:: Selected text ::
☆ ☆ ☆

N is for Nordic noir

Something of a crime saga ...

I’m a fan of Nordic noir. Isn’t everyone?

I first came across it in the mid-1990s when in Lund, southern Sweden. My husband was doing things chemical; Lauren and I came along for the ride. I was gripped by a dark detective show in Swedish, and I couldn’t speak a word. I switched on the Swedish subtitles, which helped slightly. I’d no blinking idea what was going on, but I loved it.

Nordic noir is a phenomenon. Stieg Larsson’s trilogy. The Wallander series. The stories convert effortlessly into TV and cinema. Borgen, The Killing … So, where did it all start? And why is it so successful?

The BBC4 documentary had cool interviews featuring Scandinavian authors describing their work in flawless English. It waxed lyrical on the landscape, the icy wilderness, the long, dark nights, the loneliness. How Sweden, in particular, suffered a crisis on the shocking assassination of prime minister Olof Palme. Is the fact that the murderer has never been caught the reason of an increasing uncertainly in this nation’s confidence as a flagship of modern democracy?

What it didn’t say was that much of its more recent success, in my view, is down to to the strong personalities of the women, which they combine with deep, yet troubled compassion. Very nordic.

But NN has been around for AGES and in different guises. Going back a few decades, it’s clear much has been written on the Scandinavian awkwardness with Nazism versus its own supposed neutrality. Larsson’s obsession with exposing neo-Nazis is said to have inspired his plot in the Dragon Tattoo series, which edges back into the past with the Vanger family’s brutal proclivities.

In a fascinating little blog on the subject, the author asks soul-searching questions about how Sweden might have fared if Germany had won. Swedes have begun to examine their country’s murky relation to the Nazis, with some famous names popping up: Ingvar Kamprad, the founder of IKEA, was said to have once joined the movement (1942-1945). She also references Ingmar Bergman and even Queen Silvia herself. 

So, is the mystery about Nordic noir the guilt about a shady past lurking beneath the image of the squeaky-clean Utopian society? Always good fodder for thrillers and mysteries.

Finally, I hit pay dirt, an exhaustive discussion by Nils Nordberg of the history of Scandinavian crime writing. It’s an intriguing analysis of Scandinavian crime writing – beginning as early as 1839, predating Edgar Allan Poe. 

 I can’t take credit for any of the following: I’m just glad I found it. I couldn’t possibly condense it all, so here are some highlights (or lowlights?). Feel free to skip to the end.

☆ ☆ ☆

Source records
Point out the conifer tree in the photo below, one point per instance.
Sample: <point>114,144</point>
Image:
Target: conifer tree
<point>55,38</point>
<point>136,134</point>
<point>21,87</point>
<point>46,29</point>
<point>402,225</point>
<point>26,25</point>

☆ ☆ ☆

:: Directions ::
#1 According to the Nordic noir text, in what year does Nils Nordberg's analysis say Scandinavian crime writing began?
#2 Rename "Swedish" to "Danish" in the Nordic noir text, giving everything from "N is for Nordic" down to "it so successful?".
This data has no connection to the Nordic noir text.

:: Full answers ::
#1 1839

#2
N is for Nordic noir

Something of a crime saga ...

I’m a fan of Nordic noir. Isn’t everyone?

I first came across it in the mid-1990s when in Lund, southern Sweden. My husband was doing things chemical; Lauren and I came along for the ride. I was gripped by a dark detective show in Danish, and I couldn’t speak a word. I switched on the Danish subtitles, which helped slightly. I’d no blinking idea what was going on, but I loved it.

Nordic noir is a phenomenon. Stieg Larsson’s trilogy. The Wallander series. The stories convert effortlessly into TV and cinema. Borgen, The Killing … So, where did it all start? And why is it so successful?